Records excerpted from a collection
○ ○ ○ ○

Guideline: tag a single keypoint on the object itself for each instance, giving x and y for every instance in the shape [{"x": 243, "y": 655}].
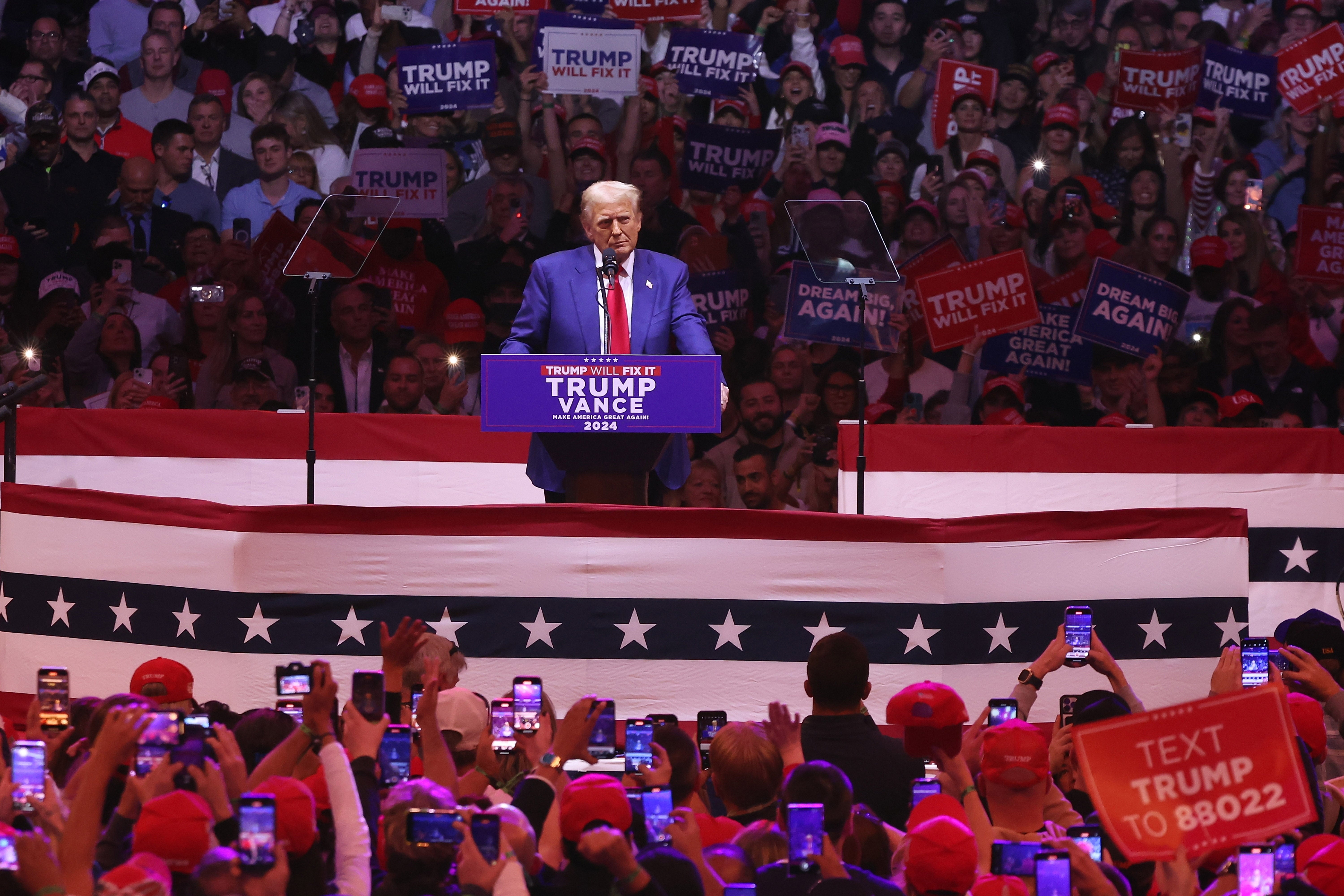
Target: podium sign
[{"x": 612, "y": 394}]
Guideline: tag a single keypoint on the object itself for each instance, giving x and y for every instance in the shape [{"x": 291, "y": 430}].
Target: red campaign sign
[
  {"x": 1068, "y": 289},
  {"x": 657, "y": 10},
  {"x": 990, "y": 296},
  {"x": 952, "y": 78},
  {"x": 1157, "y": 81},
  {"x": 1320, "y": 245},
  {"x": 1310, "y": 72},
  {"x": 937, "y": 256},
  {"x": 1197, "y": 774}
]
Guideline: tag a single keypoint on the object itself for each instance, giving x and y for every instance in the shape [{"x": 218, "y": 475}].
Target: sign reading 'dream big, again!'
[
  {"x": 990, "y": 296},
  {"x": 579, "y": 394},
  {"x": 1190, "y": 774},
  {"x": 1312, "y": 70},
  {"x": 592, "y": 61},
  {"x": 1128, "y": 310},
  {"x": 446, "y": 77},
  {"x": 1157, "y": 81}
]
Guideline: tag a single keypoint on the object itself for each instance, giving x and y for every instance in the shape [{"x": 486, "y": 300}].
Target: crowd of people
[
  {"x": 343, "y": 825},
  {"x": 147, "y": 146}
]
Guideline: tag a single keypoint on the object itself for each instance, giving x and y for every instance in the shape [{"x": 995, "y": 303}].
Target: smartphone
[
  {"x": 603, "y": 741},
  {"x": 807, "y": 828},
  {"x": 427, "y": 827},
  {"x": 921, "y": 788},
  {"x": 1002, "y": 710},
  {"x": 708, "y": 723},
  {"x": 486, "y": 835},
  {"x": 528, "y": 704},
  {"x": 165, "y": 729},
  {"x": 502, "y": 726},
  {"x": 639, "y": 745},
  {"x": 1255, "y": 661},
  {"x": 658, "y": 813},
  {"x": 368, "y": 694},
  {"x": 1014, "y": 858},
  {"x": 294, "y": 679},
  {"x": 257, "y": 831},
  {"x": 1256, "y": 870},
  {"x": 29, "y": 773},
  {"x": 1053, "y": 874},
  {"x": 1255, "y": 194},
  {"x": 54, "y": 698},
  {"x": 1068, "y": 704},
  {"x": 394, "y": 756},
  {"x": 1077, "y": 635},
  {"x": 1088, "y": 838}
]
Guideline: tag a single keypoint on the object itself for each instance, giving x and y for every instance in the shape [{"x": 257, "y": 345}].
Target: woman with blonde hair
[{"x": 311, "y": 135}]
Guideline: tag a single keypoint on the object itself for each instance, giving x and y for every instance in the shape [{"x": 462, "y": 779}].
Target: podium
[{"x": 604, "y": 422}]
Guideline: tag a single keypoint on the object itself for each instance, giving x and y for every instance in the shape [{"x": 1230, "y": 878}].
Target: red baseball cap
[
  {"x": 847, "y": 50},
  {"x": 1310, "y": 721},
  {"x": 296, "y": 812},
  {"x": 1061, "y": 115},
  {"x": 941, "y": 856},
  {"x": 370, "y": 92},
  {"x": 1209, "y": 252},
  {"x": 591, "y": 799},
  {"x": 1236, "y": 404},
  {"x": 170, "y": 674},
  {"x": 464, "y": 323},
  {"x": 177, "y": 828},
  {"x": 932, "y": 714},
  {"x": 1015, "y": 756}
]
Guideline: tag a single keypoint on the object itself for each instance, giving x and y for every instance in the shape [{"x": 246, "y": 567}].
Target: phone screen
[
  {"x": 1053, "y": 878},
  {"x": 1255, "y": 661},
  {"x": 486, "y": 834},
  {"x": 528, "y": 704},
  {"x": 639, "y": 739},
  {"x": 257, "y": 831},
  {"x": 432, "y": 827},
  {"x": 658, "y": 813},
  {"x": 603, "y": 742},
  {"x": 1256, "y": 871},
  {"x": 807, "y": 828},
  {"x": 394, "y": 754},
  {"x": 502, "y": 726},
  {"x": 1079, "y": 633}
]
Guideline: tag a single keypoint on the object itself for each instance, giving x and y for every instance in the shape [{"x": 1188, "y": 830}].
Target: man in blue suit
[{"x": 650, "y": 304}]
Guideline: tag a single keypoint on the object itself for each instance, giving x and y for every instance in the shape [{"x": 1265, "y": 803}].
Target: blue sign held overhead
[{"x": 622, "y": 394}]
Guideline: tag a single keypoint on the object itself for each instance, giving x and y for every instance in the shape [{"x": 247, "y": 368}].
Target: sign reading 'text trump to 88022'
[{"x": 584, "y": 394}]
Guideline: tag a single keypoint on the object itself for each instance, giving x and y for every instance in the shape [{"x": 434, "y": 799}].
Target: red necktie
[{"x": 620, "y": 326}]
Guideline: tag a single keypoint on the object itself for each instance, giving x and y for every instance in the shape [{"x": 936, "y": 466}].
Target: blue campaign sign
[
  {"x": 718, "y": 158},
  {"x": 1244, "y": 80},
  {"x": 579, "y": 394},
  {"x": 830, "y": 312},
  {"x": 446, "y": 77},
  {"x": 549, "y": 19},
  {"x": 712, "y": 64},
  {"x": 1048, "y": 350},
  {"x": 1130, "y": 311}
]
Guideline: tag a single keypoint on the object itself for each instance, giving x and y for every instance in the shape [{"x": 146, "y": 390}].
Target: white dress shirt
[
  {"x": 627, "y": 291},
  {"x": 358, "y": 381}
]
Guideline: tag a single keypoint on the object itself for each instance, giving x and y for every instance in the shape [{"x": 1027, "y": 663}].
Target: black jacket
[{"x": 878, "y": 766}]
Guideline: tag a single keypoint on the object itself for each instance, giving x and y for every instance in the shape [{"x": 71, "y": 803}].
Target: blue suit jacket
[{"x": 561, "y": 316}]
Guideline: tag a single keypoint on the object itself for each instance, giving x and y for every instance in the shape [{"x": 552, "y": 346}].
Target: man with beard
[{"x": 763, "y": 424}]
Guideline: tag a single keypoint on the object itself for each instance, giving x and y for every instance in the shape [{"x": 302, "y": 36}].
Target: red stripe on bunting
[
  {"x": 253, "y": 435},
  {"x": 597, "y": 522},
  {"x": 1042, "y": 449}
]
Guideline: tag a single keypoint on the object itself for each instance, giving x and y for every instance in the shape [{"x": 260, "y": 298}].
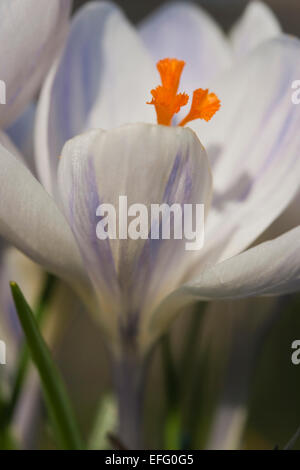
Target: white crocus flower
[{"x": 103, "y": 80}]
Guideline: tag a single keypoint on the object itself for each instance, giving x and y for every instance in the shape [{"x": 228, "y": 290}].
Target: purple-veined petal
[
  {"x": 102, "y": 80},
  {"x": 31, "y": 220},
  {"x": 186, "y": 32},
  {"x": 271, "y": 268},
  {"x": 31, "y": 34},
  {"x": 257, "y": 24},
  {"x": 149, "y": 164},
  {"x": 253, "y": 143}
]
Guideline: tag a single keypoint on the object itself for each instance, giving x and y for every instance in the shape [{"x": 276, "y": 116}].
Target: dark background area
[{"x": 224, "y": 11}]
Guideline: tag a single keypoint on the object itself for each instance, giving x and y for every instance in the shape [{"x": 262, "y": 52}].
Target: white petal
[
  {"x": 103, "y": 80},
  {"x": 10, "y": 146},
  {"x": 258, "y": 24},
  {"x": 30, "y": 220},
  {"x": 30, "y": 35},
  {"x": 187, "y": 32},
  {"x": 148, "y": 164},
  {"x": 271, "y": 268},
  {"x": 254, "y": 140}
]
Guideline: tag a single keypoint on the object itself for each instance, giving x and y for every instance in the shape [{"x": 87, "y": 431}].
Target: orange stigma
[{"x": 168, "y": 102}]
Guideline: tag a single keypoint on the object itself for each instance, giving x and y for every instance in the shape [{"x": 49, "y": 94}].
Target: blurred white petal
[
  {"x": 21, "y": 134},
  {"x": 30, "y": 220},
  {"x": 271, "y": 268},
  {"x": 103, "y": 80},
  {"x": 187, "y": 32},
  {"x": 257, "y": 24},
  {"x": 31, "y": 34},
  {"x": 149, "y": 164}
]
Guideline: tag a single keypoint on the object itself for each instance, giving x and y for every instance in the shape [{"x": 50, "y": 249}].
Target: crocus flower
[{"x": 103, "y": 81}]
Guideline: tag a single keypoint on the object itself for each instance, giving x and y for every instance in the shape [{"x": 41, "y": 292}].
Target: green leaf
[{"x": 56, "y": 398}]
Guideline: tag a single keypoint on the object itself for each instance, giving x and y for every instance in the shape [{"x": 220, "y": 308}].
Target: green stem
[
  {"x": 24, "y": 356},
  {"x": 57, "y": 400}
]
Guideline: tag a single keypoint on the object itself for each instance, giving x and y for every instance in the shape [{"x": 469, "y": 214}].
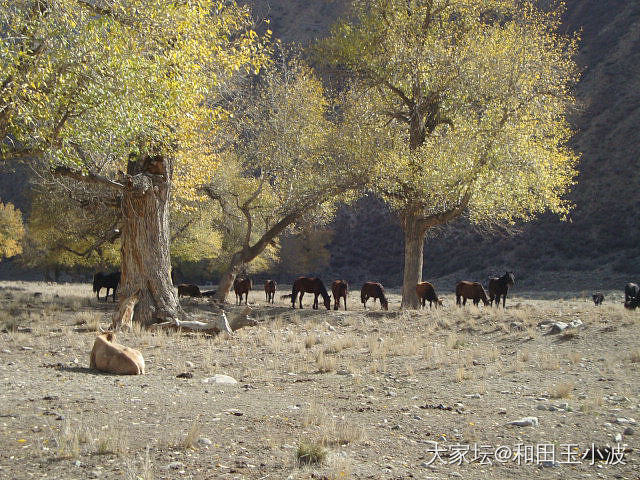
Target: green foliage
[
  {"x": 71, "y": 227},
  {"x": 466, "y": 103},
  {"x": 287, "y": 170},
  {"x": 85, "y": 86},
  {"x": 11, "y": 230}
]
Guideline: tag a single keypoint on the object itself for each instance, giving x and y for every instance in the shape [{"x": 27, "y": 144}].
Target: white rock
[
  {"x": 623, "y": 420},
  {"x": 219, "y": 378},
  {"x": 525, "y": 422}
]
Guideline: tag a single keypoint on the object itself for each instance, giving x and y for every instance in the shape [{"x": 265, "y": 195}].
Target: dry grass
[
  {"x": 574, "y": 357},
  {"x": 67, "y": 441},
  {"x": 338, "y": 345},
  {"x": 142, "y": 472},
  {"x": 340, "y": 432},
  {"x": 190, "y": 441},
  {"x": 310, "y": 453},
  {"x": 462, "y": 374},
  {"x": 111, "y": 441},
  {"x": 311, "y": 340},
  {"x": 562, "y": 390},
  {"x": 454, "y": 342},
  {"x": 325, "y": 363}
]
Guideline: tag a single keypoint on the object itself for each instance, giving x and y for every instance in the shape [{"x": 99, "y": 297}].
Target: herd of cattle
[{"x": 498, "y": 288}]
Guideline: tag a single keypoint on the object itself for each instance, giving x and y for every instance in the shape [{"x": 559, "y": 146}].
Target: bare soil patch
[{"x": 320, "y": 394}]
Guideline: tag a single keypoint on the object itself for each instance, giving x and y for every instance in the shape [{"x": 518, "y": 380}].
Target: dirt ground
[{"x": 366, "y": 394}]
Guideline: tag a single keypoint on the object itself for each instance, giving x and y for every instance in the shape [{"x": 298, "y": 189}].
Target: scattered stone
[
  {"x": 525, "y": 422},
  {"x": 623, "y": 421},
  {"x": 557, "y": 327},
  {"x": 219, "y": 378}
]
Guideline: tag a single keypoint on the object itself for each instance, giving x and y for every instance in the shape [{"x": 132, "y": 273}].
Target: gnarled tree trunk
[
  {"x": 146, "y": 263},
  {"x": 414, "y": 233}
]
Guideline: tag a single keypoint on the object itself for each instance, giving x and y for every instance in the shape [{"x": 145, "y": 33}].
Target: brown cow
[
  {"x": 339, "y": 288},
  {"x": 373, "y": 290},
  {"x": 109, "y": 356},
  {"x": 425, "y": 291},
  {"x": 242, "y": 287},
  {"x": 473, "y": 290},
  {"x": 270, "y": 290},
  {"x": 188, "y": 290}
]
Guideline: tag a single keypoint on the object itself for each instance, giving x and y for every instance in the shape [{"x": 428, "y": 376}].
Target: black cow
[
  {"x": 631, "y": 299},
  {"x": 106, "y": 280},
  {"x": 598, "y": 298}
]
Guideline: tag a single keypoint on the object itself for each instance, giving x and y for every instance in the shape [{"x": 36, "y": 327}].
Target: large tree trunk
[
  {"x": 146, "y": 264},
  {"x": 226, "y": 282},
  {"x": 414, "y": 232}
]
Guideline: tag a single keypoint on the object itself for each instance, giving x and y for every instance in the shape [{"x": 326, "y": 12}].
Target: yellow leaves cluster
[
  {"x": 85, "y": 83},
  {"x": 11, "y": 230},
  {"x": 501, "y": 75}
]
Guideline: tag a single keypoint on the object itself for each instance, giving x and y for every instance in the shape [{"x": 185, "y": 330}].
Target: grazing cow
[
  {"x": 313, "y": 285},
  {"x": 598, "y": 298},
  {"x": 631, "y": 297},
  {"x": 109, "y": 356},
  {"x": 426, "y": 292},
  {"x": 270, "y": 287},
  {"x": 373, "y": 290},
  {"x": 106, "y": 280},
  {"x": 188, "y": 290},
  {"x": 631, "y": 291},
  {"x": 498, "y": 287},
  {"x": 473, "y": 290},
  {"x": 339, "y": 289},
  {"x": 242, "y": 287}
]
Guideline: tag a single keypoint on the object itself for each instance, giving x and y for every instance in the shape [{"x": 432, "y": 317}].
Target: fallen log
[{"x": 222, "y": 324}]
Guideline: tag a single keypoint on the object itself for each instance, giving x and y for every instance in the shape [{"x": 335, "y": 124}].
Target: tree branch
[{"x": 89, "y": 177}]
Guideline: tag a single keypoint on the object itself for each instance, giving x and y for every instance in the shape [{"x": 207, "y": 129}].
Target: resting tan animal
[{"x": 111, "y": 357}]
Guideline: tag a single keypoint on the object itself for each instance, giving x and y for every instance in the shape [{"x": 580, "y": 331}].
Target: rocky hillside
[{"x": 597, "y": 247}]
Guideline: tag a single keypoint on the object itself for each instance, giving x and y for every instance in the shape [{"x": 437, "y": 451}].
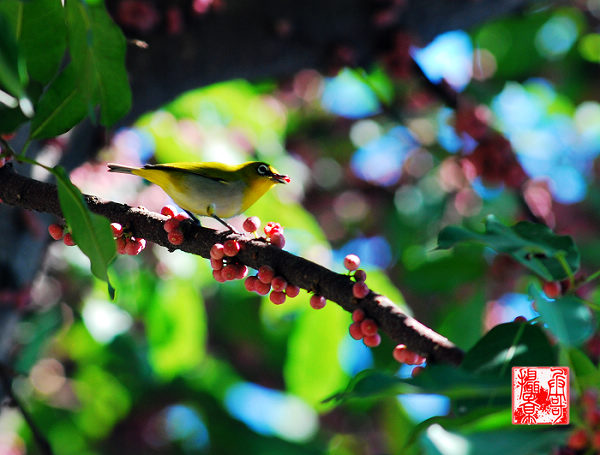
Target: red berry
[
  {"x": 262, "y": 288},
  {"x": 68, "y": 239},
  {"x": 266, "y": 274},
  {"x": 216, "y": 251},
  {"x": 578, "y": 440},
  {"x": 355, "y": 331},
  {"x": 372, "y": 341},
  {"x": 121, "y": 245},
  {"x": 117, "y": 229},
  {"x": 317, "y": 301},
  {"x": 216, "y": 264},
  {"x": 241, "y": 271},
  {"x": 278, "y": 240},
  {"x": 168, "y": 210},
  {"x": 277, "y": 297},
  {"x": 416, "y": 371},
  {"x": 250, "y": 283},
  {"x": 351, "y": 262},
  {"x": 55, "y": 231},
  {"x": 369, "y": 327},
  {"x": 360, "y": 290},
  {"x": 175, "y": 237},
  {"x": 271, "y": 228},
  {"x": 358, "y": 315},
  {"x": 552, "y": 289},
  {"x": 278, "y": 284},
  {"x": 360, "y": 275},
  {"x": 218, "y": 276},
  {"x": 229, "y": 272},
  {"x": 292, "y": 291},
  {"x": 251, "y": 224},
  {"x": 171, "y": 224},
  {"x": 231, "y": 248}
]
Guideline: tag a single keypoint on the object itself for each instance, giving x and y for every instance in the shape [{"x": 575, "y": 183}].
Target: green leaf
[
  {"x": 39, "y": 28},
  {"x": 13, "y": 75},
  {"x": 508, "y": 345},
  {"x": 533, "y": 245},
  {"x": 97, "y": 48},
  {"x": 312, "y": 369},
  {"x": 91, "y": 232},
  {"x": 567, "y": 317},
  {"x": 61, "y": 108}
]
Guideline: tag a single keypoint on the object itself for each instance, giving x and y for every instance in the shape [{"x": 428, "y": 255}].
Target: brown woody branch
[{"x": 31, "y": 194}]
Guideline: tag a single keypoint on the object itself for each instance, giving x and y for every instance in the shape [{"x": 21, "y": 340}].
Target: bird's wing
[{"x": 206, "y": 170}]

○ ○ ○ ○

#### WHAT YOU WILL DO
Pick out every line of the rows above that contains the word "jacket", and reproduce each such line in full.

#### EXERCISE OUTPUT
Target: black jacket
Target: blue suit jacket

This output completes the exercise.